• TEXTO FORNECIDO:
--------------------------------

Um levantamento realizado pela Microsoft em julho e divulgado pelo World Ecomic Forum aponta que cerca de 40% dos trabalhadores estão avaliando deixar seus atuais empregos. Um outro levantamento feito pela Prudential, gigante do setor financeiro e de seguros, indica que um em cada três trabalhadores americanos não gostaria de trabalhar para um empregador que exigisse que eles estivessem no local em tempo integral.

O mesmo relatório da Prudential revela ainda que um quarto dos trabalhadores planeja procurar um novo emprego quando a ameaça da pandemia diminuir, sinalizando uma iminente guerra por talentos, profissionais com sólida trajetória acadêmica e experiência em seus ramos de atuação.

Tudo indica que a pandemia deu aos trabalhadores mais tempo livre para pensar sobre suas carreiras, explorar o empreendedorismo, mudar hábitos de consumo e economizar mais dinheiro. Esses fatores têm levado muitos a perceberem que seu emprego atual talvez não seja tão satisfatório.

No médio e longo prazos ainda não é possível afirmar ao certo qual o saldo desse movimento e seus impactos na economia, ou como esse comportamento moldará as relações de trabalho. Mas no curto prazo alguns sinais já estão claros. Embora US$ 7,25 seja ainda o salário mínimo federal, em alguns  setores, especialmente em indústrias de serviços, incluindo restaurantes, varejo e viagens, o salário mínimo de US$ 15 a hora está virando a norma na prática.

O movimento de aumento da remuneração tem ocorrido sem batalhas nos tribunais ou nos ambientes reguladores, resultado da maior competição por trabalhadores. Um exemplo é a Amazon que recentemente elevou o salário inicial em suas unidades para US$ 18 a hora. Isso poderá forçar outras companhias a oferecer valores iguais ou superiores na busca por uma vantagem competitiva na negociação com a força de trabalho.

Se por um lado essa valorização da mão-de-obra, muito  aguardada nos EUA, revela uma certa positividade, contribuindo para ajustar décadas de distorções no mundo do trabalho, por outro lado poderá contribuir para manter a pressão inflacionária elevada. Salários maiores, em geral, significam aumento nos custos e tendem a ser repassados para o valor final de produtos e serviços.

A inflação ao consumidor nos Estados Unidos, acumulada em 12 meses até agosto, está em 5,3%, segundo dados divulgados em 14 de setembro pelo U.S. Bureau of Labor Statistics. A pressão pela elevação da remuneração está no radar do FED, o Banco Central americano, que segue tentando encontrar um equilíbrio delicado entre o aumento da inflação e o mercado de trabalho ainda em recuperação.

--------------------------------

• MATERIAL FORNECIDO:

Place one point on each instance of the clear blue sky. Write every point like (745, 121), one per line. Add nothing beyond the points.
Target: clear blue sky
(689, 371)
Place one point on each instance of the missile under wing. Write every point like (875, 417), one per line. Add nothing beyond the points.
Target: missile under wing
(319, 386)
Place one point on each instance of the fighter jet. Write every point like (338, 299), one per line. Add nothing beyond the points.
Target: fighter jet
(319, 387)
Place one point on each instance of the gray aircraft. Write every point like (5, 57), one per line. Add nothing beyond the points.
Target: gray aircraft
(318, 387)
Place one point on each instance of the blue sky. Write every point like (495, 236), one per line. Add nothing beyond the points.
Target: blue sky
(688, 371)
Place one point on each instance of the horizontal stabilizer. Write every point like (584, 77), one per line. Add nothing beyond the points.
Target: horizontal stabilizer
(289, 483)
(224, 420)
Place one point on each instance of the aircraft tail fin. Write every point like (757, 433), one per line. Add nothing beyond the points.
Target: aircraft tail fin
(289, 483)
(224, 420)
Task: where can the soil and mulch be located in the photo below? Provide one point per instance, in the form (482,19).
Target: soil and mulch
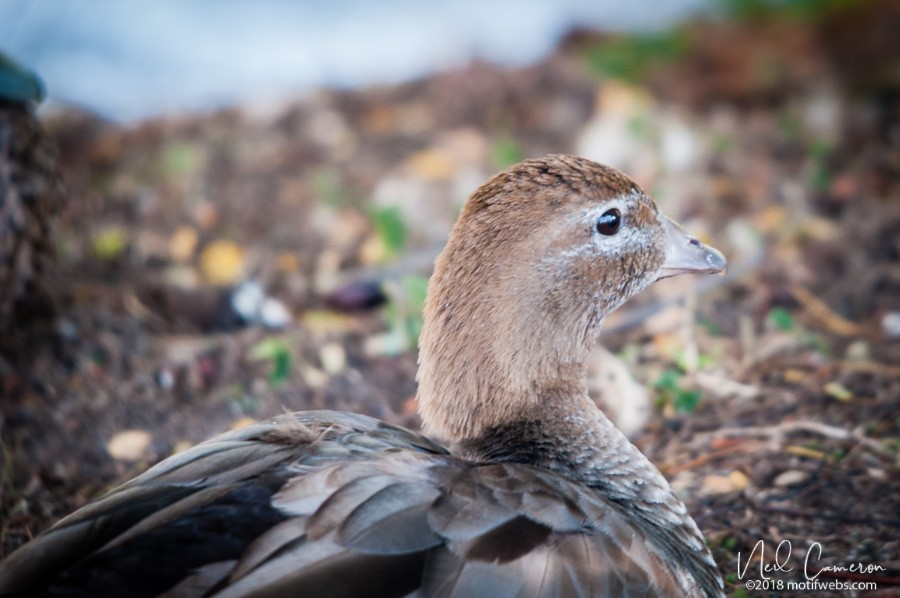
(773,393)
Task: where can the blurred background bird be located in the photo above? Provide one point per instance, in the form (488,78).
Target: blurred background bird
(31,195)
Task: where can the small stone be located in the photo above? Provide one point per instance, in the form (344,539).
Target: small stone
(129,445)
(183,244)
(791,477)
(890,324)
(333,358)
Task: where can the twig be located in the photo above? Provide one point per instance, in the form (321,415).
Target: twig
(818,309)
(779,431)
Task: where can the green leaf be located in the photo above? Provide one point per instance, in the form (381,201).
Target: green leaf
(668,380)
(506,152)
(686,400)
(630,57)
(782,319)
(390,228)
(278,352)
(180,159)
(110,243)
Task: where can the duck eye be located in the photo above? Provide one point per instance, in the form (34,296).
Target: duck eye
(609,222)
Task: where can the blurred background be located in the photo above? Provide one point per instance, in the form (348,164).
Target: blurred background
(212,212)
(132,61)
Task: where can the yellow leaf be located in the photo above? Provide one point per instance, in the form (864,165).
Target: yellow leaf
(222,263)
(109,243)
(738,480)
(794,376)
(373,251)
(288,262)
(838,391)
(432,164)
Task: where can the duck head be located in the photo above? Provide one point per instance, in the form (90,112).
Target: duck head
(540,255)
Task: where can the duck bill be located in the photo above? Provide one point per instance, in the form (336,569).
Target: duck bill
(685,254)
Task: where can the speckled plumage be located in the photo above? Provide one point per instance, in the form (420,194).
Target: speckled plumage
(539,495)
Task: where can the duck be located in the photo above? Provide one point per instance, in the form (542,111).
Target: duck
(531,491)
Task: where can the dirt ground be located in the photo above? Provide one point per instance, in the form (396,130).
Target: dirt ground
(774,391)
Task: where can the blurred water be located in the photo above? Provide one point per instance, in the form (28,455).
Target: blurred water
(131,60)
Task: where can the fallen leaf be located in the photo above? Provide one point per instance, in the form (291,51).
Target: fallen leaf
(242,422)
(738,480)
(791,477)
(109,243)
(432,164)
(717,484)
(129,445)
(222,263)
(802,451)
(287,262)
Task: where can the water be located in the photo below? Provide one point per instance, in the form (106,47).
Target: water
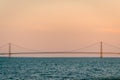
(59,68)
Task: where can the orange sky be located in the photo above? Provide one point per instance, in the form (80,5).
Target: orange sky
(58,25)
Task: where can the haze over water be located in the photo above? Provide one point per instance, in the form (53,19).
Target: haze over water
(59,25)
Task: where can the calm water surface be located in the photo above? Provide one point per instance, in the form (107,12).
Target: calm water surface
(59,68)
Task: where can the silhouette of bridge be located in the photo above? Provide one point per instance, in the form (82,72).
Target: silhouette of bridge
(100,45)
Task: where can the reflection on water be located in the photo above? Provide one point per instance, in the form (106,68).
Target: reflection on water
(59,68)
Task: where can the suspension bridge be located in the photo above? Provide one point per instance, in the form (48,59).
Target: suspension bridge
(10,50)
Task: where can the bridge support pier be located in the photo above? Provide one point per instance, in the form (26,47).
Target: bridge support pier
(101,49)
(9,44)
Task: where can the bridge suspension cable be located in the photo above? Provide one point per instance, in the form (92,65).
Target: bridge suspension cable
(84,47)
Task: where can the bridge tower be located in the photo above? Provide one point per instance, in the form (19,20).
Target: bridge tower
(9,45)
(101,49)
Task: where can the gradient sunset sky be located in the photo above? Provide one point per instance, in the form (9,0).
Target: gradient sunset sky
(59,25)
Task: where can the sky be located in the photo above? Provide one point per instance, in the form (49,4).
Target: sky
(59,25)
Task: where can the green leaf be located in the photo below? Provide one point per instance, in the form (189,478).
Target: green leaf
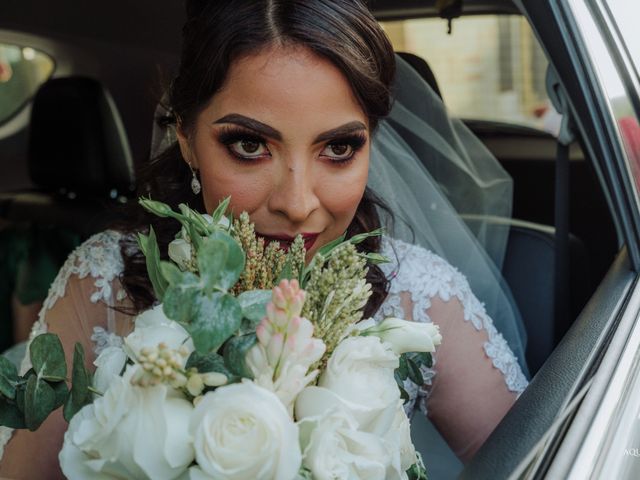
(152,258)
(326,249)
(361,237)
(215,318)
(375,258)
(195,220)
(220,261)
(210,362)
(254,304)
(403,393)
(286,273)
(61,391)
(415,472)
(421,358)
(39,402)
(8,378)
(171,273)
(47,357)
(10,415)
(415,375)
(220,210)
(180,298)
(403,369)
(235,351)
(80,395)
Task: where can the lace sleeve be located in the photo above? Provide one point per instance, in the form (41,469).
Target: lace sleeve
(475,377)
(76,307)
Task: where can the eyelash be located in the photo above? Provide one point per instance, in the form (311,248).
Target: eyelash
(229,136)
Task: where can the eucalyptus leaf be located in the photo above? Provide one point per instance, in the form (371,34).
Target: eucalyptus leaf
(415,375)
(39,402)
(47,357)
(254,304)
(10,415)
(286,273)
(416,472)
(235,352)
(326,249)
(361,237)
(171,273)
(403,393)
(210,362)
(179,299)
(215,318)
(79,395)
(149,246)
(375,258)
(421,358)
(403,369)
(220,261)
(20,396)
(8,378)
(61,391)
(220,210)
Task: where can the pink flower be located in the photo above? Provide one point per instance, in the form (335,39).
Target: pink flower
(286,348)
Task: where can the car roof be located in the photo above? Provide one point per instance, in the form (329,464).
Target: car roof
(153,24)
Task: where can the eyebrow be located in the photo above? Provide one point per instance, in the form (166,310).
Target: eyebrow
(266,130)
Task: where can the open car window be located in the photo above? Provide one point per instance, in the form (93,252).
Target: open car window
(22,71)
(489,67)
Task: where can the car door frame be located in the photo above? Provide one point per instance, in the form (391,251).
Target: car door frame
(531,438)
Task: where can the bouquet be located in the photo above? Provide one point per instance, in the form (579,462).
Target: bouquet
(254,364)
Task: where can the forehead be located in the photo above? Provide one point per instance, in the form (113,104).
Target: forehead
(288,87)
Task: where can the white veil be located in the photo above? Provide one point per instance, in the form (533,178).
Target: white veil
(428,169)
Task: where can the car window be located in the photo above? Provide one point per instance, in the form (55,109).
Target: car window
(22,71)
(489,68)
(626,16)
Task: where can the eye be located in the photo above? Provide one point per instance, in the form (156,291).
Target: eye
(243,145)
(249,148)
(342,150)
(338,151)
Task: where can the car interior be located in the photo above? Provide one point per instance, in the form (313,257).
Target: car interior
(68,158)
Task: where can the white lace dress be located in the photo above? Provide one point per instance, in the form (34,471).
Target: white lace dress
(474,380)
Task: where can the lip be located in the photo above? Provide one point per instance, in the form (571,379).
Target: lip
(285,240)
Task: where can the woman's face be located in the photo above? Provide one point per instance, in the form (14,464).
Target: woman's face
(285,138)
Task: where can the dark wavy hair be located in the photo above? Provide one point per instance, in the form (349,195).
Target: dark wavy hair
(215,34)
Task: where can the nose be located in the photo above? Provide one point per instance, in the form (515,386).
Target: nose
(294,194)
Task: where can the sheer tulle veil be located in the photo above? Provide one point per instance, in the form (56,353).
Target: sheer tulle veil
(430,169)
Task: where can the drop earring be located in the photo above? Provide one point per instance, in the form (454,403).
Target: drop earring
(196,187)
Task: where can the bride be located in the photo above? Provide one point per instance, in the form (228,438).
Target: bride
(275,104)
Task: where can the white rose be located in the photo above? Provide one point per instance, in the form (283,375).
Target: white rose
(405,336)
(335,449)
(110,364)
(399,444)
(129,432)
(243,431)
(180,251)
(152,327)
(358,377)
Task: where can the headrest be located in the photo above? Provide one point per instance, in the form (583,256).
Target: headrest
(423,69)
(77,142)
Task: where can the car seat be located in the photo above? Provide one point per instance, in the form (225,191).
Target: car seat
(78,158)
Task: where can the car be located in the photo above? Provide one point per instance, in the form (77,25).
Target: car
(552,90)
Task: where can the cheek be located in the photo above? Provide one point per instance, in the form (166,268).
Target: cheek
(341,194)
(247,191)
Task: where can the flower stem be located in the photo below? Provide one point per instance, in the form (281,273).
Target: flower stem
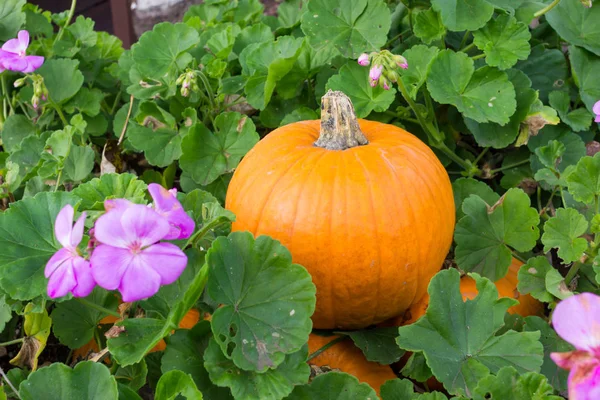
(97,307)
(546,9)
(20,340)
(328,345)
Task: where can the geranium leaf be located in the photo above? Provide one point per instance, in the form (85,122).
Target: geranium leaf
(504,41)
(378,345)
(563,232)
(87,381)
(273,384)
(484,234)
(584,181)
(266,300)
(110,186)
(185,353)
(333,385)
(576,24)
(353,81)
(62,78)
(485,95)
(207,155)
(25,251)
(350,26)
(174,384)
(75,323)
(459,338)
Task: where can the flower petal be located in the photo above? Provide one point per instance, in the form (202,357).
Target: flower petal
(577,320)
(63,226)
(143,225)
(62,280)
(83,276)
(139,282)
(56,261)
(109,264)
(166,204)
(165,259)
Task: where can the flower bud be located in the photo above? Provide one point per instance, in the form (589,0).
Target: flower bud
(363,60)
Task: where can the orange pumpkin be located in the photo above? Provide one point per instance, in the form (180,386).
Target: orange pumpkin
(348,358)
(372,223)
(507,287)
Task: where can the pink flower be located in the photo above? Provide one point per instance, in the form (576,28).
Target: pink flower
(129,257)
(15,58)
(577,320)
(363,59)
(375,72)
(67,270)
(167,205)
(596,110)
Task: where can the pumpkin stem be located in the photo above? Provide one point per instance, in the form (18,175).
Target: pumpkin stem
(339,125)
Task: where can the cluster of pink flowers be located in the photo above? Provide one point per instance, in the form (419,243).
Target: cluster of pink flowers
(13,55)
(127,252)
(383,72)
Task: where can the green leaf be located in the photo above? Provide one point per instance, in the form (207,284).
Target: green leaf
(87,381)
(273,384)
(16,128)
(419,59)
(509,384)
(75,322)
(504,41)
(579,119)
(483,95)
(185,353)
(563,232)
(428,26)
(576,24)
(175,383)
(333,385)
(25,251)
(11,18)
(459,338)
(163,49)
(484,234)
(584,181)
(110,186)
(584,66)
(62,78)
(354,82)
(532,279)
(378,345)
(351,27)
(266,300)
(207,155)
(142,334)
(460,15)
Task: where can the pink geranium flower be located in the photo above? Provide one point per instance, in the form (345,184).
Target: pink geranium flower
(14,55)
(129,257)
(167,205)
(577,320)
(67,270)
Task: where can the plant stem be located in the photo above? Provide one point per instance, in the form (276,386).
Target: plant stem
(509,166)
(328,345)
(67,22)
(546,9)
(97,307)
(20,340)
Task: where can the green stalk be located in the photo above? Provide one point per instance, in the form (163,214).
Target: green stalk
(97,307)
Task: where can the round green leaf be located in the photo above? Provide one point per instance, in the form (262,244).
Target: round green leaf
(87,381)
(25,251)
(266,300)
(273,384)
(350,26)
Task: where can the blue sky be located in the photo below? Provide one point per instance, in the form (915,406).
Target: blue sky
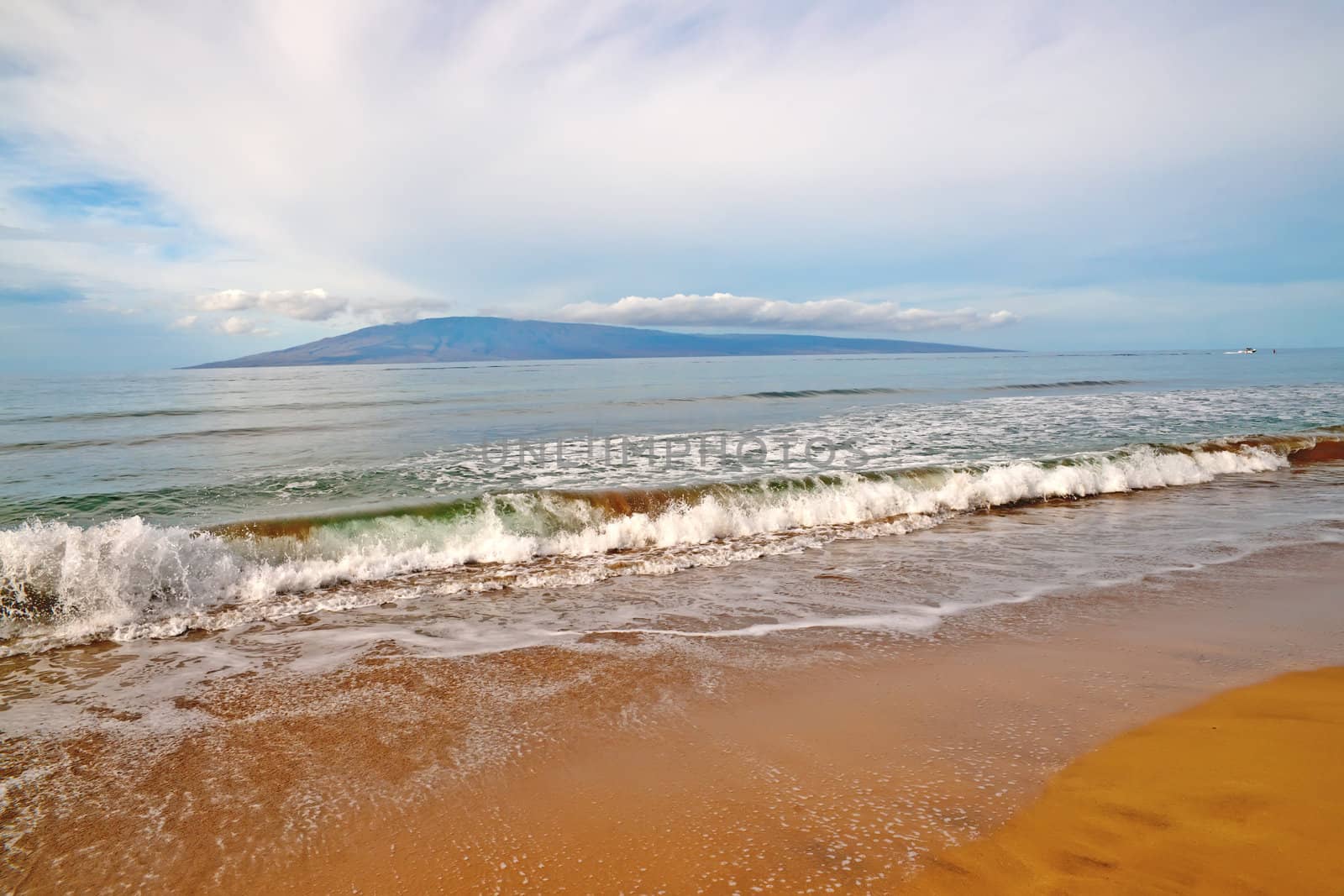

--------------------------------

• TAREFA 1:
Indique se cada afirmação abaixo está de acordo com o texto sobre o mercado de trabalho americano, respondendo sim ou não e citando literalmente as palavras do texto que decidem a questão: (a) A Amazon elevou o salário inicial em suas unidades para US$ 18 a hora. (b) O salário mínimo federal dos EUA passou a ser de US$ 15 a hora. (c) O aumento da remuneração tem ocorrido por meio de disputas nos tribunais.
• TAREFA 2:
Prossiga, por favor, com o texto sobre o mercado de trabalho americano a partir do ponto em que ele termina.

• RESPOSTA 1:
(a) Sim: "Um exemplo é a Amazon que recentemente elevou o salário inicial em suas unidades para US$ 18 a hora."
(b) Não: "Embora US$ 7,25 seja ainda o salário mínimo federal"
(c) Não: "O movimento de aumento da remuneração tem ocorrido sem batalhas nos tribunais ou nos ambientes reguladores"

• RESPOSTA 2:
Pagar horas extras aos trabalhadores pode ser uma solução rápida para a escassez de trabalhadores. Mas as horas adicionais criam mais estresse na força de trabalho, desgaste e pressionam ainda mais os funcionários que permanecem nas empresas. Um remédio com efeito de pouca duração.

Um outro ingrediente que vem sendo colocado nessa equação é o grande número de pedidos de aposentadoria. Desde o início da pandemia, cerca de 2 milhões de pessoas a mais do que o esperado decidiram pendurar as chuteiras, de acordo com o Centro Schwartz de Análise de Política Econômica da New School. Enquanto alguns, que já haviam completado seu tempo de trabalho optaram por se aposentar, outros foram forçados a se aposentar depois de perderem seus empregos ou simplesmente pediram demissão por medo de exposição ao Covid-19.

Apesar dos avanços em automação de tarefas repetitivas nas últimas décadas, existem muitas funções onde não é possível terceirizar a uma máquina a formulação de projetos e estratégias vencedoras. Seja nos Estados Unidos, China, Europa ou no Brasil a competição pelos primeiros lugares em desenvolvimento econômico passa pelo fator humano, exigindo cada vez mais ampla oferta de formação de qualidade, treinamento, atração e retenção dos melhores talentos.


Ilton Caldeira é jornalista de Economia e Política e especialista em Relações Internacionais pela FGV-SP. Nos Estados Unidos é Head de Comunicação da Dell’Ome Law Firm e sócio da consultoria Smart Planning Advisers.